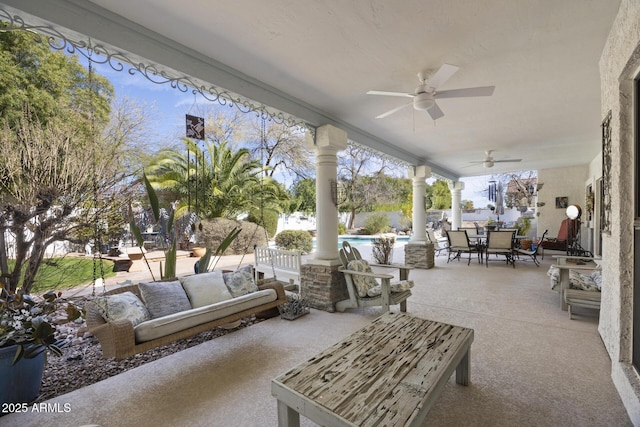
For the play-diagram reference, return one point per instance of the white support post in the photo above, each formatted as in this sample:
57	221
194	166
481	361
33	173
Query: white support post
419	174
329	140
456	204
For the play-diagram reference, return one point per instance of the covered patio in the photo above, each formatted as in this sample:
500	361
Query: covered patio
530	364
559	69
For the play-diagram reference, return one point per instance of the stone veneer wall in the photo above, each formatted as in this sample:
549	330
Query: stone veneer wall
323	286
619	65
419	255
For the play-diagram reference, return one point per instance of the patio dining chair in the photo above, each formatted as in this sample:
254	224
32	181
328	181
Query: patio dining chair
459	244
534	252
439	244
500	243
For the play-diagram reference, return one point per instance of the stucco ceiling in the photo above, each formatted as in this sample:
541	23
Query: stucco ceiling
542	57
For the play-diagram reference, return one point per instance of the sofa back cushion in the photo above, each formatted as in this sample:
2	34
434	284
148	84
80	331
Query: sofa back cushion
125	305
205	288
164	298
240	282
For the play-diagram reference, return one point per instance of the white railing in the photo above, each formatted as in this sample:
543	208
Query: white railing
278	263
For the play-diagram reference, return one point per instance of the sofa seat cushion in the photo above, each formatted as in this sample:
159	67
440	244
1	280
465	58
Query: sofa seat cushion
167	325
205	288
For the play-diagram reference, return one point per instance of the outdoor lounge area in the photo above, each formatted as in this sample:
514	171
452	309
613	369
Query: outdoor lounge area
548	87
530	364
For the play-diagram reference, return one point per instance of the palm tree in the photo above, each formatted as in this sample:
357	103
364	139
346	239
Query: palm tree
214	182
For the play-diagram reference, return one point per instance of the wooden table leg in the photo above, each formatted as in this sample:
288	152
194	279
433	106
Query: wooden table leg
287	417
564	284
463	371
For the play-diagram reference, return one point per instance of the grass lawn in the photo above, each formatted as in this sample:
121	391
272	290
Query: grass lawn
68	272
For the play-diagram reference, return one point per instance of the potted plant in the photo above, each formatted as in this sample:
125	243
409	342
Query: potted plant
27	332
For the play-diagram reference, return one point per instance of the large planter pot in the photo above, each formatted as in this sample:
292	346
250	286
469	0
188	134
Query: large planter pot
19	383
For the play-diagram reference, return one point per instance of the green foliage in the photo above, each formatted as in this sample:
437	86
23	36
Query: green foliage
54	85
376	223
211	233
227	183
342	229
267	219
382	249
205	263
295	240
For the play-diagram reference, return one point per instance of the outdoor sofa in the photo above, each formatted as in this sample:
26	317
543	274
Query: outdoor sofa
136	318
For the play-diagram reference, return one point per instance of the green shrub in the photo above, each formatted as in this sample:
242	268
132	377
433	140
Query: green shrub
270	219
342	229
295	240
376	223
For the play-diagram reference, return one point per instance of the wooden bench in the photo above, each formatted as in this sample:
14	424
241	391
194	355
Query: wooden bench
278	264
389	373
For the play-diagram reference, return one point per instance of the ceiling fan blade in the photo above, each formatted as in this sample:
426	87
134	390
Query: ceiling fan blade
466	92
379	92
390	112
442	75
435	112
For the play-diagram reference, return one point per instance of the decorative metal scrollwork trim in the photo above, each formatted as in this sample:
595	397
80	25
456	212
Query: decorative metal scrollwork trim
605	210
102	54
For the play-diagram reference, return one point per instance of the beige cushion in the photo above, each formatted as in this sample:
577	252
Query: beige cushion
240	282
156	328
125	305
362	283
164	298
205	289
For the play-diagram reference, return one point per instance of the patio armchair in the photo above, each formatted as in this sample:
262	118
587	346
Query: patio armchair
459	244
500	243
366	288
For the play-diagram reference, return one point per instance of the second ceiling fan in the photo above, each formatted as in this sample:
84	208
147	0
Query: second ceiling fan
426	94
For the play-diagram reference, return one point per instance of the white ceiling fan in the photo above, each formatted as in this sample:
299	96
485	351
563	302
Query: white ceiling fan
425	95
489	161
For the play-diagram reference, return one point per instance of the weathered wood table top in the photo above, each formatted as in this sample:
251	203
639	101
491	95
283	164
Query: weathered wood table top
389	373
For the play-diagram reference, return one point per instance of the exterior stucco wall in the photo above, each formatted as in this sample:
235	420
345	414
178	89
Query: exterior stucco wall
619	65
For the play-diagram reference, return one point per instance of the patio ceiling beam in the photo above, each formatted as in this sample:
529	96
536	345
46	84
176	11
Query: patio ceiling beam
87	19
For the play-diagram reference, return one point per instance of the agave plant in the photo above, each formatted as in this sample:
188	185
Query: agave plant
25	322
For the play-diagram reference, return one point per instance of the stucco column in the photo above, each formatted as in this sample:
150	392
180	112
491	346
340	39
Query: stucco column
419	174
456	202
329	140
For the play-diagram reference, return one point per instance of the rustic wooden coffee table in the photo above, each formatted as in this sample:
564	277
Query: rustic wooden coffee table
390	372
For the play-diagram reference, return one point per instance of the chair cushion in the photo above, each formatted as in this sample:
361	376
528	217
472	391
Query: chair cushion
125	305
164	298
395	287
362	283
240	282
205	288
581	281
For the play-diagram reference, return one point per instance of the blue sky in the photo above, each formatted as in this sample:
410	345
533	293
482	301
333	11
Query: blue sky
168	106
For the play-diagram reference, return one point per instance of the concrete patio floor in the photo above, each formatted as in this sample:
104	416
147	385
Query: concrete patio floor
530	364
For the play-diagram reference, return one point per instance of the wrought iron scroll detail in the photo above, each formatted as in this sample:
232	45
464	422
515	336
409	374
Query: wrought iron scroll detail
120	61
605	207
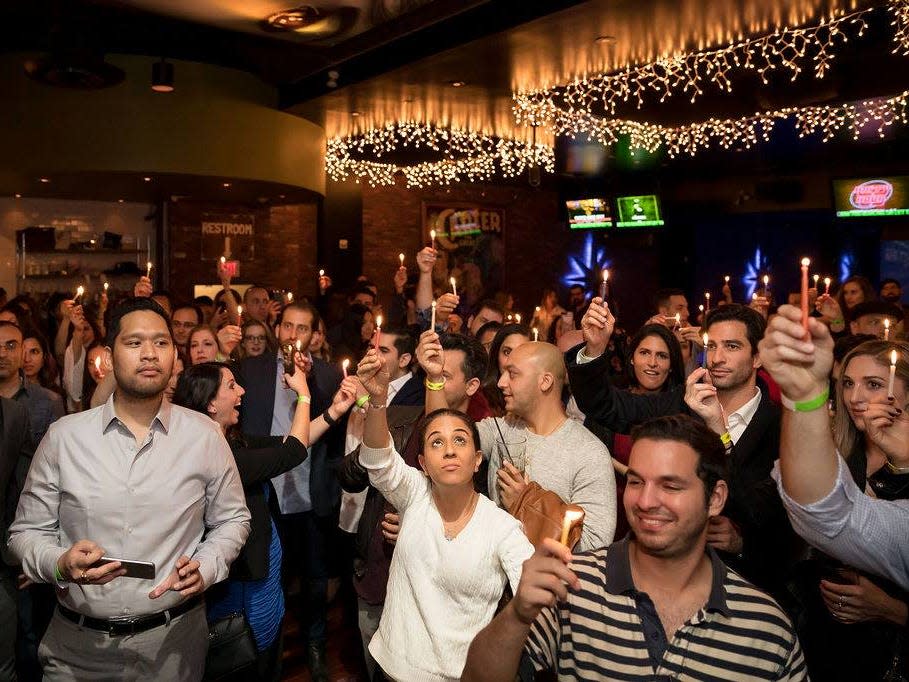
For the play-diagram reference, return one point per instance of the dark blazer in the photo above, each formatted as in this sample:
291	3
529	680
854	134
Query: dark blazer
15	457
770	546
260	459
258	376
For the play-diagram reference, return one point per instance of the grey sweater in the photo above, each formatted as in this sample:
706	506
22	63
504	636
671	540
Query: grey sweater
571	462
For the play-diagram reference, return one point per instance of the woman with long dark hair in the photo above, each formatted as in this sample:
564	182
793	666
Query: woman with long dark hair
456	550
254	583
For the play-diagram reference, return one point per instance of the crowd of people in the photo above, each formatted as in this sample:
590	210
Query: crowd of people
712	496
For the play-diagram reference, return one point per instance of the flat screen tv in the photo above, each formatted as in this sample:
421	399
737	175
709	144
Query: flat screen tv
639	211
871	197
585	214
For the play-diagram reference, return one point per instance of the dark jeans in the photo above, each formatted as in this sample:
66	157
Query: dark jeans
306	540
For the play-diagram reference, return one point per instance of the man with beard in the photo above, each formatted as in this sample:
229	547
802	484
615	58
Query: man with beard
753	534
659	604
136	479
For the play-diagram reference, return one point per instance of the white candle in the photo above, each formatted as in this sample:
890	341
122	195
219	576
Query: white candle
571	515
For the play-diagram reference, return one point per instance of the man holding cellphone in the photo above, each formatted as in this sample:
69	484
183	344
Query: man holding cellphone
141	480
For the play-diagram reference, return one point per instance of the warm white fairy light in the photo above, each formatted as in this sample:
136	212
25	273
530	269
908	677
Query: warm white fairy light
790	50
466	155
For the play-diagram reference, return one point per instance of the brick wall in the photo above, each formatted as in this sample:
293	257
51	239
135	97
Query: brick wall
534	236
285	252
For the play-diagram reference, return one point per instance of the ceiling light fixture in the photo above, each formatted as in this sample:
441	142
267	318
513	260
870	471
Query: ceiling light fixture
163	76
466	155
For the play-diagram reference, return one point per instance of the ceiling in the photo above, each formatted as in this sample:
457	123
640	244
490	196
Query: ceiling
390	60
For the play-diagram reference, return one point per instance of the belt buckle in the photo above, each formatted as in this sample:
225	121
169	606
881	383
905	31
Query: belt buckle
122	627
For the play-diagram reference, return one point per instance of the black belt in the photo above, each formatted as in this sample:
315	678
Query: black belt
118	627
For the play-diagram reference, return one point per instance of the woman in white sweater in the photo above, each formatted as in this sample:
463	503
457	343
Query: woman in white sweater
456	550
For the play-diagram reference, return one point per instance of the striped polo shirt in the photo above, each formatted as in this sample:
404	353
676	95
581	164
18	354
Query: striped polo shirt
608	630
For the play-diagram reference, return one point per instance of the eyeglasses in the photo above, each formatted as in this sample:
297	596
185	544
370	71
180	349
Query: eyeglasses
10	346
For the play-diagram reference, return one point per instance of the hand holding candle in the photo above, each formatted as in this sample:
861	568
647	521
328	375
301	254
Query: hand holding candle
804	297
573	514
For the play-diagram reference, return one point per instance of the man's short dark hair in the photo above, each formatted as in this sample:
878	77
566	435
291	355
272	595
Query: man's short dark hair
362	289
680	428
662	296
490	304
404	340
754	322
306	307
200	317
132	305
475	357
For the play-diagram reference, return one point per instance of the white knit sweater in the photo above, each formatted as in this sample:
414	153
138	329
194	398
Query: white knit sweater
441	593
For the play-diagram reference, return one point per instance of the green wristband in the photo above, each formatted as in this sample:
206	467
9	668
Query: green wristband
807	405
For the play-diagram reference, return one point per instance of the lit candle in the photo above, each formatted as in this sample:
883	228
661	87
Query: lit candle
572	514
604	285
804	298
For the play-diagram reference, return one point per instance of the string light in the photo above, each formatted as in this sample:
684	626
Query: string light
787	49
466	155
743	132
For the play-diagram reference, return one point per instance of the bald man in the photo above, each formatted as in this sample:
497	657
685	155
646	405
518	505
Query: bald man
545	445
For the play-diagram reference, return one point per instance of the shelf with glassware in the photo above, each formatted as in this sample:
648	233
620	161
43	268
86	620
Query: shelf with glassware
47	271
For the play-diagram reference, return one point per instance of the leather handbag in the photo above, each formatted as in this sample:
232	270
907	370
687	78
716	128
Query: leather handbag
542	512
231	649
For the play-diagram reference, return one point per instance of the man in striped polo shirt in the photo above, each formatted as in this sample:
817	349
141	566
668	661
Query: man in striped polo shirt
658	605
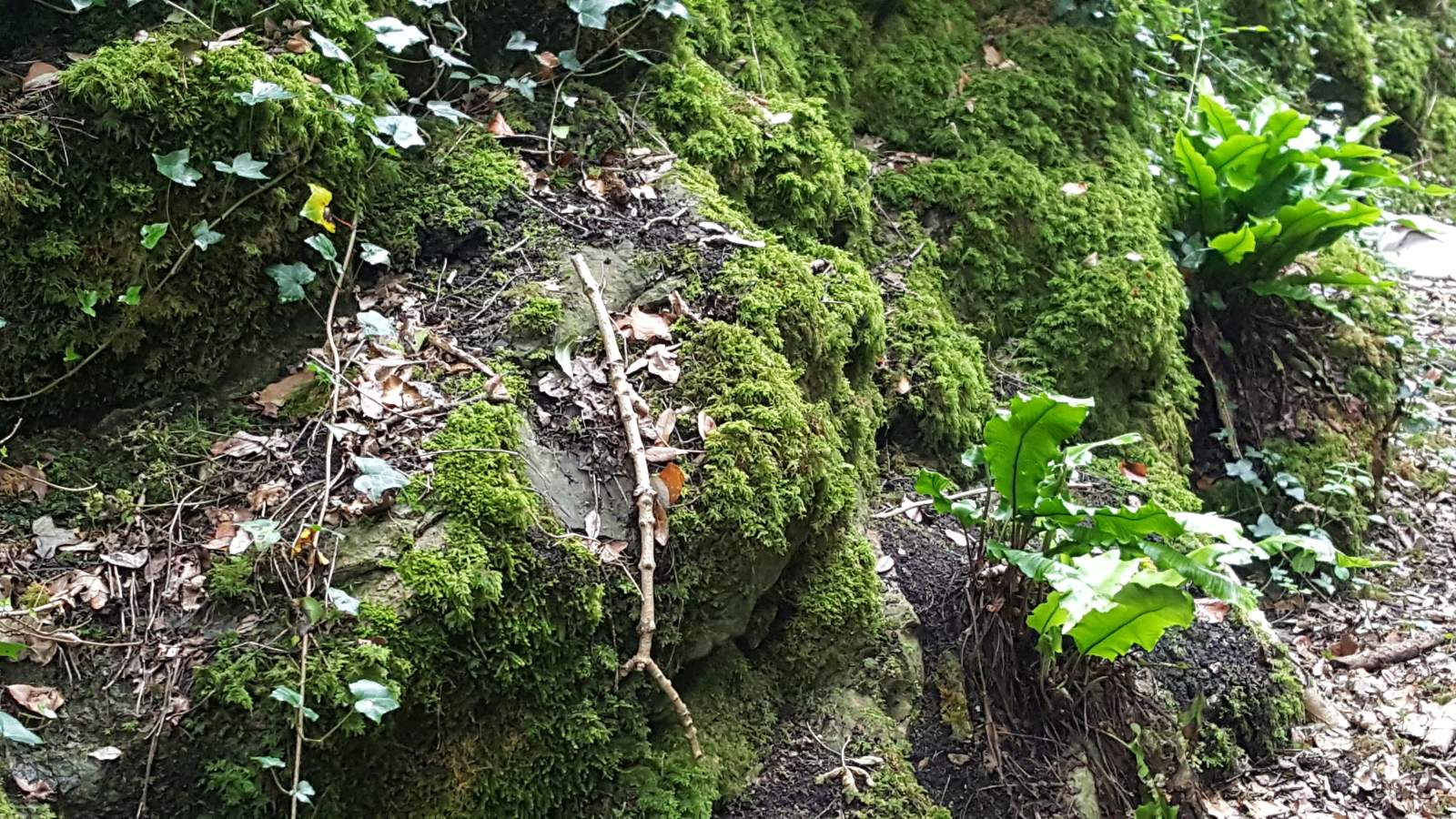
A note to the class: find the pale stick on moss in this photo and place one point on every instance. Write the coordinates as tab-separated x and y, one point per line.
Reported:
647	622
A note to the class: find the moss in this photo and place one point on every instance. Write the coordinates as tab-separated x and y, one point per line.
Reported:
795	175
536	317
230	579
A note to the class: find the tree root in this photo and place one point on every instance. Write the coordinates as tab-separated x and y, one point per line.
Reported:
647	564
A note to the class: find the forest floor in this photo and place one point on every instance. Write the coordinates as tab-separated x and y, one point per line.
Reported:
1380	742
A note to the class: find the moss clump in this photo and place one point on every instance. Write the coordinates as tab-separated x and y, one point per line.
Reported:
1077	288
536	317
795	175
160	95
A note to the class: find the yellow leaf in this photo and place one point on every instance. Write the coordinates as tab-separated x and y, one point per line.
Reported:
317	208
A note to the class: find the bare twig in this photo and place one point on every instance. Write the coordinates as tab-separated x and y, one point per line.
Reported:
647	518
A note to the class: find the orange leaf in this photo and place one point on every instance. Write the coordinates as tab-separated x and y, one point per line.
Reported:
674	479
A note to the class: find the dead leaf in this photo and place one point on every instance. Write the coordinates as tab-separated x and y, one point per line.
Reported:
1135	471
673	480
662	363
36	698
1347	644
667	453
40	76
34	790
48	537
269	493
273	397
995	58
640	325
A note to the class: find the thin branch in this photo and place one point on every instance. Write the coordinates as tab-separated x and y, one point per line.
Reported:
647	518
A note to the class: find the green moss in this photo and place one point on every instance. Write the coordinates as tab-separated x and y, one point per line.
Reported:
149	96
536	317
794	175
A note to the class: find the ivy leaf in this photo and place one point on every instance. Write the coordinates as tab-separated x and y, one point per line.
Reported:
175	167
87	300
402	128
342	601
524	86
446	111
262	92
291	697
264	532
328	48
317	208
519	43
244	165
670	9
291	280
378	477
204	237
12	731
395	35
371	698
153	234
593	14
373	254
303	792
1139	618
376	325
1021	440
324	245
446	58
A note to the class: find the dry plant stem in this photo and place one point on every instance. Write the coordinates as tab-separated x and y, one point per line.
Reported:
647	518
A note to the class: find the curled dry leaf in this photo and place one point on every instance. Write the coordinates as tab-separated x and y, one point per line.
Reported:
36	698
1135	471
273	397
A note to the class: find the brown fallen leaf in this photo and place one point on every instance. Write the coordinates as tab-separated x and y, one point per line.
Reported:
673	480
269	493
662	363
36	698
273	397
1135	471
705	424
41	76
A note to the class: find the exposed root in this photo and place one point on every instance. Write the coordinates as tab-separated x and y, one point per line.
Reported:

• **EXERCISE BRIEF**: Retype, exactly and only, the lines running from the one with "A note to the class: find the dry" through the final line of the listing above.

• **COMPLETED EXERCISE**:
A note to the class: find the dry plant stem in this photo and place one point on every instance. Write the coordinates as tab-separated x and y, one point per line.
Reported:
647	518
A note to the class: find the curled dry leaf in this photo and place one point on every instance. Write the coordinates as tab-separated x and y, one point per line.
Reported:
36	698
1135	471
273	397
A note to the class: find the brown fallen leaf in this photo and place one point on every instance. Write the coordinates as tab-separated x and y, one point per line.
Reported:
673	480
269	493
662	363
36	698
273	397
1135	471
705	424
41	76
A note to the class: find the exposed root in this photo and place one point on every instance. Write the coordinates as tab-separated x and y, one point per line.
Reported:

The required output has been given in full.